TAREFA PROPOSTA A:
No relato sobre a Biblioteca Andarilha, o que Maria do Carmo diz que gostaria de ser quando crescer?
TAREFA PROPOSTA B:
Transcreva do relato sobre a Biblioteca Andarilha o trecho que vai de "Se continuarem a" até "carta, diz Alexandra.".
TAREFA PROPOSTA C:
Prossiga o relato sobre a Biblioteca Andarilha a partir do ponto em que ele termina.

TEXTO APRESENTADO:
---+---
Hoje estamos em Beringel . Estacionados numa fresca sombra de um jardim, vemos surgir três pequenas figuras, com os cabelos desalinhados pelo vento, carregando às costas mochilas.
Alexandra, Maria do Carmo e Sebastião, surgem curiosos e cheios de perguntas.
- Isto é uma biblioteca?
- Podemos entrar?
- Podemos mexer nos livros?
Acolhemo-los no interior da Biblioteca Andarilha e satisfazemos a sua sede de tocar e descobrir .
São meninos de etnia cigana e tocam com a ponta dos dedos os livros de animais com texturas. Lêem com as mãos, com os olhos, com o corpo que se agita sôfrego de saber.
Ao golfinho chamam foca. Ao lagarto chamam dragão.
Se continuarem a aparecer, aprenderam outras palavras e com elas designarão outros mundos.
Perguntamos-lhe se querem ouvir uma história e logo nos dizem que sim.
Observam e escutam as palavras da Lénia com os olhos arregalados e cintilantes, um sorriso desenhado no rosto. Tem sede de atenção e de conhecimento.
Três histórias ouviram mas ouviriam mil, os seus corpos estão quietos e nos olhos o espanto mostra que viagem pelos livros, pelas palavras, pelas imagens pode ser serena .
Depois das histórias a Lénia pergunta-lhes o que querem ser quando forem crescidos.
- Eu quero tirar a carta, diz Alexandra.
- Mas ter carta não é profissão Alexandra. Diz-me lá é o que queres ser quando fores grande. Fica em silêncio a pensar nessa coisa profissão que talvez não saiba o que significa. Maria do Carmo, a mais velha dos três, responde:
- Gostava de ser polícia ou advogada, para poder prender ou tirar da prisão.
Marcados pela pobreza, pela desconfiança, pela exclusão vivem em sonhos o poder ter autoridade.
Ali, na biblioteca largo, todos os sonhos são possíveis.
Ali, pela palavra pode ganhar-se voz social.
Nelson Migueis - Estagiário de Animação Sócio Cultural
sexta-feira, 26 de março de 2010
Porque será ?
O dia estava carregado e anunciava trovoada. De quando em quando uma gota de chuva grossa molhava-nos o rosto.
A Biblioteca Andarilha chegava a Trindade e pouco e pouco as crianças e os adultos aproximavam-se curiosos. A memória os mais velhos guardam ainda a lembrança da carrinha da Gulbenkian e a longínqua experiência com a palavra escrita.
Crianças, moças, mulheres e também homens desceram ao largo, para escutar, ler e bailar. A Helena apressa-se a convidar para entrar, para usar e aos poucos os livros, os jornais e as revistas saltam da carrinha e espalham-se pelas mantas pelos bancos . (foto)
Ainda não sabemos o que gostam de ler . Percebemos que os jornais estão todos a rodar e que em torno de uma mesa de revistas as senhoras comparam rendas e modelos. (foto)
Percebemos também que querem conhecer-nos e que anseiam pelos contos que o Jorge Serafim contará nas escadarias da aldeia na noite dos Contos do Suão iniciativa que será feita simultaneamente em todas as aldeias do concelho de Beja.
---+---
DADOS FORNECIDOS:
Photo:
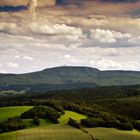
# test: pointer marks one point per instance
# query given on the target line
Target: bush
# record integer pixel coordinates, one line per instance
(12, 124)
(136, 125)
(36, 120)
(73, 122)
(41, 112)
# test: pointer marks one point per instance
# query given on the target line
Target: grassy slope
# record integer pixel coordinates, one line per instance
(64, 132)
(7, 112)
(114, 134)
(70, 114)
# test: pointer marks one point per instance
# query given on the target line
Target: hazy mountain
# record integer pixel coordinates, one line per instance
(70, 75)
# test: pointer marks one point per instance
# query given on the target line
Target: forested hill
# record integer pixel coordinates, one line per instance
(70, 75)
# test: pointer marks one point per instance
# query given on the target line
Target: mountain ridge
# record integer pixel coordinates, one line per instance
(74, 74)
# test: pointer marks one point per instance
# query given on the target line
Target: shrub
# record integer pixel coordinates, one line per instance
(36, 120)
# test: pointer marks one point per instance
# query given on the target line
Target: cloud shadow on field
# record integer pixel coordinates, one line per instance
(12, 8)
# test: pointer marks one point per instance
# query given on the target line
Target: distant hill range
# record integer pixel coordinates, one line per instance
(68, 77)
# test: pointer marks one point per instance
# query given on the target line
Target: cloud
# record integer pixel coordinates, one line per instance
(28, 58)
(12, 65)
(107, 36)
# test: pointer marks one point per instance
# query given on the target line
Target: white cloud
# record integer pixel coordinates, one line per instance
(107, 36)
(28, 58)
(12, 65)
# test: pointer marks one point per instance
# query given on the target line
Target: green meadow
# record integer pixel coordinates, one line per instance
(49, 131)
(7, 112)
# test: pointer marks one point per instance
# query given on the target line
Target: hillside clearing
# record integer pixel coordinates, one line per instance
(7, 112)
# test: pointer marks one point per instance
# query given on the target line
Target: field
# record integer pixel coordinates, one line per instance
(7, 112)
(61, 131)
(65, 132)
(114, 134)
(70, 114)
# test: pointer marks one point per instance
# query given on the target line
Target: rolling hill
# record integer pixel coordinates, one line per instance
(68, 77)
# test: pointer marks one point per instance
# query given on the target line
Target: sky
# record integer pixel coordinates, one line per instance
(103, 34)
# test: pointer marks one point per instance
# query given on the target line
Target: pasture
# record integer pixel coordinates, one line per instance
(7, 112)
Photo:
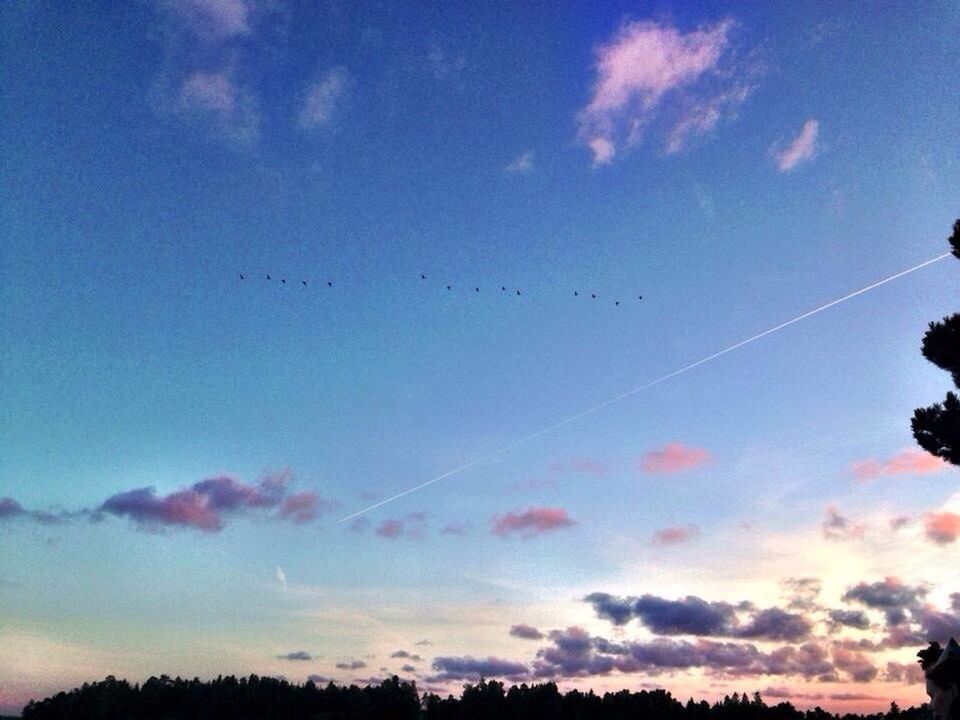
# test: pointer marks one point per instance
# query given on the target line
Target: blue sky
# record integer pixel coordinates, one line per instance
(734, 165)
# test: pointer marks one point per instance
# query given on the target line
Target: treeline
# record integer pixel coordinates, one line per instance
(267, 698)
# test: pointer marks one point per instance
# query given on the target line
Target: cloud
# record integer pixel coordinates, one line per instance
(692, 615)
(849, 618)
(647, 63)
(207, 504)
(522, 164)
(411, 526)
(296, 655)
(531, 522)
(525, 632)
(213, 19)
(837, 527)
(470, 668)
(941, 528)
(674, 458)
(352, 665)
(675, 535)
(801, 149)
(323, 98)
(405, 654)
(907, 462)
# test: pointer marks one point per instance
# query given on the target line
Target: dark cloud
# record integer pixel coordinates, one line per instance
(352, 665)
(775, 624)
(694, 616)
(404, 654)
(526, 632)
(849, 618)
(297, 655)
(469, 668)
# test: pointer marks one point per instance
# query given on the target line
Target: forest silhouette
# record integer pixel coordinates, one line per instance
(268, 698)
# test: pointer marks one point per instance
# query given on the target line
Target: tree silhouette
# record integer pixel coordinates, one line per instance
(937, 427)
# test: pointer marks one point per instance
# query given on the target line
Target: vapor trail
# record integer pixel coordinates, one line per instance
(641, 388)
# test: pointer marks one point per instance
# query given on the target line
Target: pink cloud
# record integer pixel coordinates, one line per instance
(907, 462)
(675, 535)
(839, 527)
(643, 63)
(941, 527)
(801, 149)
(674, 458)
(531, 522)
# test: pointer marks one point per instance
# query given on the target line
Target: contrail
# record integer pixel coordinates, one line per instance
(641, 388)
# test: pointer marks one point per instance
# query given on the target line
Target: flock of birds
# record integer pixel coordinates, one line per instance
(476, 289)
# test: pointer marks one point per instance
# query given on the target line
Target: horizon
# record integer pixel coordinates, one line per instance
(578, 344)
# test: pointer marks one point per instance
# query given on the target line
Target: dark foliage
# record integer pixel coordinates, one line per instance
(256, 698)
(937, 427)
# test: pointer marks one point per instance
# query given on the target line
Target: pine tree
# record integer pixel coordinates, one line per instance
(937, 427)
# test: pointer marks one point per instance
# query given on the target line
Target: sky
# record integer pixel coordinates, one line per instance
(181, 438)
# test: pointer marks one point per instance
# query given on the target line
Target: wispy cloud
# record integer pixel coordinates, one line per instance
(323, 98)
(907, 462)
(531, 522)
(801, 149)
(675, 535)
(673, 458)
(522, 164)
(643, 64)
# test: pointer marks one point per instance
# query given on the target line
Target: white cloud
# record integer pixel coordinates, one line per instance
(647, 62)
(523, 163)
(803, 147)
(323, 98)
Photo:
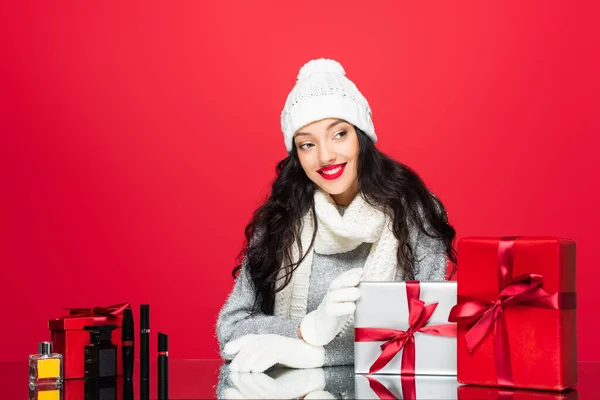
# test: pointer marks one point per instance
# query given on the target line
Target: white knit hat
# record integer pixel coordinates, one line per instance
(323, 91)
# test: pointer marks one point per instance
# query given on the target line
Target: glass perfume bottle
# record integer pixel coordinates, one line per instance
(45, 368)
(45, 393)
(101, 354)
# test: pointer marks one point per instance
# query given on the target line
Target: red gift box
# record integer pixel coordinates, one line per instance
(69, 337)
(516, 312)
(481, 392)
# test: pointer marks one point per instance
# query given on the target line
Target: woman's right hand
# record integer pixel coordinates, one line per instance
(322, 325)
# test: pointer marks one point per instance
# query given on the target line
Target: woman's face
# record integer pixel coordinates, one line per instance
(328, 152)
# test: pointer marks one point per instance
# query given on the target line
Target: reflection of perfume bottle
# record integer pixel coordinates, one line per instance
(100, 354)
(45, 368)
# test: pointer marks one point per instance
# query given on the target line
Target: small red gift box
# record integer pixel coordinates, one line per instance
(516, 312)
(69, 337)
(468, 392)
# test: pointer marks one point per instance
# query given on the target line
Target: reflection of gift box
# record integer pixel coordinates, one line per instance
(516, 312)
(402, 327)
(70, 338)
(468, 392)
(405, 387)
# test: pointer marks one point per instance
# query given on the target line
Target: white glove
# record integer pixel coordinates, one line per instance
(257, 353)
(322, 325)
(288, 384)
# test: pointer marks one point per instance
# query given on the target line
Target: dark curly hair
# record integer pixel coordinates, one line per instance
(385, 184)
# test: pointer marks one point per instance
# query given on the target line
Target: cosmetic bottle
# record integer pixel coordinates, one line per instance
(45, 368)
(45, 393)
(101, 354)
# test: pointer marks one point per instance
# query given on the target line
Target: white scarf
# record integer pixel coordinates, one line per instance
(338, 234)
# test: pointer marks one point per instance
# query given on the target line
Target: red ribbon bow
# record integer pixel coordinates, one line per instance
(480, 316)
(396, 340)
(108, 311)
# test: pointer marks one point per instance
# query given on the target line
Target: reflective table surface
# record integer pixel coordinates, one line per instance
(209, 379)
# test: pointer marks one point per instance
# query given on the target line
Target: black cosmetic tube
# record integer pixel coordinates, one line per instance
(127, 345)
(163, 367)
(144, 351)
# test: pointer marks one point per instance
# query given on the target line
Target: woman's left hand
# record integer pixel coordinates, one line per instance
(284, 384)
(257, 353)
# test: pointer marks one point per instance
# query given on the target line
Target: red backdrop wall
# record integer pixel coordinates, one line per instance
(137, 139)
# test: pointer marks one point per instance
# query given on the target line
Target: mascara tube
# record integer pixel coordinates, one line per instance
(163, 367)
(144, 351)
---+---
RESPOSTA A:
Polícia ou advogada.

RESPOSTA B:
Se continuarem a aparecer, aprenderam outras palavras e com elas designarão outros mundos.
Perguntamos-lhe se querem ouvir uma história e logo nos dizem que sim.
Observam e escutam as palavras da Lénia com os olhos arregalados e cintilantes, um sorriso desenhado no rosto. Tem sede de atenção e de conhecimento.
Três histórias ouviram mas ouviriam mil, os seus corpos estão quietos e nos olhos o espanto mostra que viagem pelos livros, pelas palavras, pelas imagens pode ser serena .
Depois das histórias a Lénia pergunta-lhes o que querem ser quando forem crescidos.
- Eu quero tirar a carta, diz Alexandra.

RESPOSTA C:
Daquei a uns dias mais de 50 narradores virão a Beja oferecer a todas as aldeias uma sessão de contos. São danados estes narradores qualquer toque a rebate e já se organizam para ajudar.
Já chove e temos de nos abrigar num cantinho. Mantas no chão e ali sem adereços, apenas com livros, gestos e voz, tentamos acordar nas crianças, mas também nos adultos o gosto pela palavra. ( foto )
Porque será que quando mais pequena e afastada de Beja é a aldeia mais as pessoas nos procuram?
Contos aquecem as noites de Salvada
Está um frio de Inverno e ainda assim, no dia dos Reis, o Pólo da Salvada resolveu celebrar com chá, bolos e contos os presentes ao menino. A Ausenda Féria é a mestre de sala e a junta encheu-se de idosos, adultos e crianças: a tia Anica, a D. Custódia, A D. Catarina , a D. Inês e os pequenitos Diogo, Rita , Luís.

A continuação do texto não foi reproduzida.